> [TEXTAUSZUG]:
━━━━━━━━━━

Es ist der Debatte auch nicht zuträglich, wenn Radfahrer:innen jedes Mal sämtliche Situationen aufzählen, in denen ihnen durch uneinsichtige Autofahrerenden Unrecht zugefügt wurde. Genauso wenig wie es dem Diskurs gut tut, wenn Autofahrer:innen bei jeder sich bietenden Gelegenheit die vielen Verfehlungen aller Radfahrer:innen herunterbeten. Dafür ist die Sache auch zu vielschichtig. Es gibt kein Schwarz und Weiß, kein Entweder-Oder. Was es aber gibt, das ist zum Beispiel eine gestiegene Anzahl der neuzugelassenen Autos in Deutschland. Oder die von der Bundesregierung gekürzten Mittel für das Förderprogramm „Stadt und Land“, das den Ausbau von Radwegen voranbringen sollte oder das gekürzte Förderprogramm für Fahrradparkhäuser, das besonders Radpendler:innen zugute gekommen wäre. Es sind mehr Menschen – zu Fuß, auf Rädern, E‑Scootern, in Autos – in Städten unterwegs, die seit Jahrzehnten auf Autos ausgerichtet sind.

━━━━━━━━━━

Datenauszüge
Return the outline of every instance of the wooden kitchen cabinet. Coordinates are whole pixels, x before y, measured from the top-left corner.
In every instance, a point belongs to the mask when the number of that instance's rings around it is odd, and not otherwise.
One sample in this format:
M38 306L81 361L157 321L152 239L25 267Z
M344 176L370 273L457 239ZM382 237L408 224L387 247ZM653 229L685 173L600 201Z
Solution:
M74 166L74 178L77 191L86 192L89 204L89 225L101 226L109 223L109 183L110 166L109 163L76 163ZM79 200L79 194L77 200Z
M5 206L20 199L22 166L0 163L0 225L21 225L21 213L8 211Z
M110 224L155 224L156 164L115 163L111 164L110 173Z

━━━━━━━━━━

Warum hilft es laut dem Textauszug zum Verkehrsstreit nicht, wenn Radfahrende und Autofahrende einander ständig die Verfehlungen der anderen Seite vorhalten? Antworte in ein bis drei Sätzen. Die Daten sind eigenständiges Material und gehören nicht zum Textauszug.

> [LÖSUNG]: Die Sache ist zu vielschichtig, als dass gegenseitiges Aufzählen von Verfehlungen der Debatte nützen könnte. Es gibt kein Schwarz und Weiß und kein Entweder-Oder.